What the exercise asks — Please render the lines from the start of the records through the line containing "279L48 273H29L19 279L13", inclusive, as a JSON list of strings, one string per line, with blank lines left out.

Stored data entries
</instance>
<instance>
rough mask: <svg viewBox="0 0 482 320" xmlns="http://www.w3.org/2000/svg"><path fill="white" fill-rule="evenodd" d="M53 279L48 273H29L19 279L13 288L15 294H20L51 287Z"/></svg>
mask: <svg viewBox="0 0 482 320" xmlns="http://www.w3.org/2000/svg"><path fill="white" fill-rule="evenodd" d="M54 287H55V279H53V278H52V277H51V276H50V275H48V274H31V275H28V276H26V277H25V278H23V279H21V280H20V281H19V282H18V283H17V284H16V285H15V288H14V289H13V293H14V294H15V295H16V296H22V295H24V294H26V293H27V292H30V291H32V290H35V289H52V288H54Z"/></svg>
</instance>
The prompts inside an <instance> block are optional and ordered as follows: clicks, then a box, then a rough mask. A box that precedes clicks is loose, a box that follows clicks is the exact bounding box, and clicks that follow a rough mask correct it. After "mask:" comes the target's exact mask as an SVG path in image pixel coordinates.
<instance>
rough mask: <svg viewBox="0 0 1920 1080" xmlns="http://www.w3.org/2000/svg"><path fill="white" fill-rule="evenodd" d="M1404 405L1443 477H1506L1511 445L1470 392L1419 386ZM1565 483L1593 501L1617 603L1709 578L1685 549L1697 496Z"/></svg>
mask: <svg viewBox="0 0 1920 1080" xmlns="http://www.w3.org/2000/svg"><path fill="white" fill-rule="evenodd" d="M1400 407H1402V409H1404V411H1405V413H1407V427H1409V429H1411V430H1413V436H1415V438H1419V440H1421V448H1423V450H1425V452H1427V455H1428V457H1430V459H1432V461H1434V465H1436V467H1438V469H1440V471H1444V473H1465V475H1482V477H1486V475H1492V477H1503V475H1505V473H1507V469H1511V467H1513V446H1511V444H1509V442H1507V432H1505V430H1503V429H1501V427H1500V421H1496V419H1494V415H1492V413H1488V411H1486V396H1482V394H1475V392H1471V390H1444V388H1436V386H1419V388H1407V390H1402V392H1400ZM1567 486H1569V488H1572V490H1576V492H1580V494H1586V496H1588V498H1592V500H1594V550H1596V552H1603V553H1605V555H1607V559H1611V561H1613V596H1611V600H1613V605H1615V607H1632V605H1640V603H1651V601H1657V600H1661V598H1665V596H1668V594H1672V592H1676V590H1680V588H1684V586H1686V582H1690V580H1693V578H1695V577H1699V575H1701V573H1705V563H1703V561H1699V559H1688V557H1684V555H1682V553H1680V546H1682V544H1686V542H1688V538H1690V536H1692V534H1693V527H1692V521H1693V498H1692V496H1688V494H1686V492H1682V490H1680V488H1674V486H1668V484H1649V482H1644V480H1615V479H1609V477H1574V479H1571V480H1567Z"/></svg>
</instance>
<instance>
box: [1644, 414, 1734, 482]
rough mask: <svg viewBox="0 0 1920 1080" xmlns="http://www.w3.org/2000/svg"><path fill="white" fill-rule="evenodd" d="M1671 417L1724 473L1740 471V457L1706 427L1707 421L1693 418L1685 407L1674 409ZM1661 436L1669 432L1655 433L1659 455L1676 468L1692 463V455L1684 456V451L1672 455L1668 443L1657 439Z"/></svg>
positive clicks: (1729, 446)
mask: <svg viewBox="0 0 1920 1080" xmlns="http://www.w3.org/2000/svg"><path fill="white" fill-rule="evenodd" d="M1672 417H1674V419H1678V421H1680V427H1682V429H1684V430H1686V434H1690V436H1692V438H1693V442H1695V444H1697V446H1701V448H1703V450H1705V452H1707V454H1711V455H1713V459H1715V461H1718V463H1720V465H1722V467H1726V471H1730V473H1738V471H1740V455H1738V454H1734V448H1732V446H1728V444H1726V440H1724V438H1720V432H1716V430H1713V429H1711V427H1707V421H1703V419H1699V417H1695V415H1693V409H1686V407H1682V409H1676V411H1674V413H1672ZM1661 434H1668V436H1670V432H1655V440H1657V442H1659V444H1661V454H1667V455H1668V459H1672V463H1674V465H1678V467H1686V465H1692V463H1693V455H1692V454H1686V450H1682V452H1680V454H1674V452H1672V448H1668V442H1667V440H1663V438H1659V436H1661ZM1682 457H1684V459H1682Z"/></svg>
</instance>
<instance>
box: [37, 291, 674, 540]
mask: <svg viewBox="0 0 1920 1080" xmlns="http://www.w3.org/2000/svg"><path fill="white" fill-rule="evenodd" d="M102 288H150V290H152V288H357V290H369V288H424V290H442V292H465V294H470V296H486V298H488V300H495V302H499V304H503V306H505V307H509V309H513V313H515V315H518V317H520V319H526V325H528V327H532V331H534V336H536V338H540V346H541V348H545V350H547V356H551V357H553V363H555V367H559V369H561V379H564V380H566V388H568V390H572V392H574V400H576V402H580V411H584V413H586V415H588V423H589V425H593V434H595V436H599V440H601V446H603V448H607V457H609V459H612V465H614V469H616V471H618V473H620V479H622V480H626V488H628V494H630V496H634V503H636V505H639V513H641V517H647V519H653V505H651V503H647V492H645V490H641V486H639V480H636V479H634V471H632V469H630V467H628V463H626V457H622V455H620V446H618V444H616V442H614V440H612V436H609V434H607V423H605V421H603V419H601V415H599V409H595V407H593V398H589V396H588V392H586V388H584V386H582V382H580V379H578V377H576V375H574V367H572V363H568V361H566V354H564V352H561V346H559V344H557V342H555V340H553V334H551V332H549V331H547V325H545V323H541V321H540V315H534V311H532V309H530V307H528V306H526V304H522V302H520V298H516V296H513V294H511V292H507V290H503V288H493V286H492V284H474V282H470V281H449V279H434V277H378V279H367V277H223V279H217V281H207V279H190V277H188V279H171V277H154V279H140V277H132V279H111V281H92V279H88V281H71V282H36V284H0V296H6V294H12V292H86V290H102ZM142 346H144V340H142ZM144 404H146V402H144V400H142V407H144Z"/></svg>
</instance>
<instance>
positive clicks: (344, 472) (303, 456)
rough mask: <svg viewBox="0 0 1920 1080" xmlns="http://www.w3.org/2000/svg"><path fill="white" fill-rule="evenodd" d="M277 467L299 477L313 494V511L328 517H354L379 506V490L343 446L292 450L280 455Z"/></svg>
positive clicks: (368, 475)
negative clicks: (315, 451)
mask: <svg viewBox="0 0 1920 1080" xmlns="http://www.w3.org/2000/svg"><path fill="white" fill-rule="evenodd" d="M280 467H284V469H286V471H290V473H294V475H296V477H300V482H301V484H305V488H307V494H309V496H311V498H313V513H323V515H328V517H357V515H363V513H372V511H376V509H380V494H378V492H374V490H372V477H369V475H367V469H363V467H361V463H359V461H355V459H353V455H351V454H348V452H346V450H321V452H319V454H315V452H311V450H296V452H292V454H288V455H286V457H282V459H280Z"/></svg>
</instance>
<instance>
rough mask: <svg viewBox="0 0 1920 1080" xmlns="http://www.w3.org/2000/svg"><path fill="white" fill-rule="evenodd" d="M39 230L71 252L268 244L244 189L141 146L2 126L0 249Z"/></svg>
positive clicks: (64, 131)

Answer —
[
  "</instance>",
  "<instance>",
  "rough mask: <svg viewBox=\"0 0 482 320\" xmlns=\"http://www.w3.org/2000/svg\"><path fill=\"white\" fill-rule=\"evenodd\" d=\"M53 279L48 273H29L19 279L13 288L15 294H20L51 287Z\"/></svg>"
]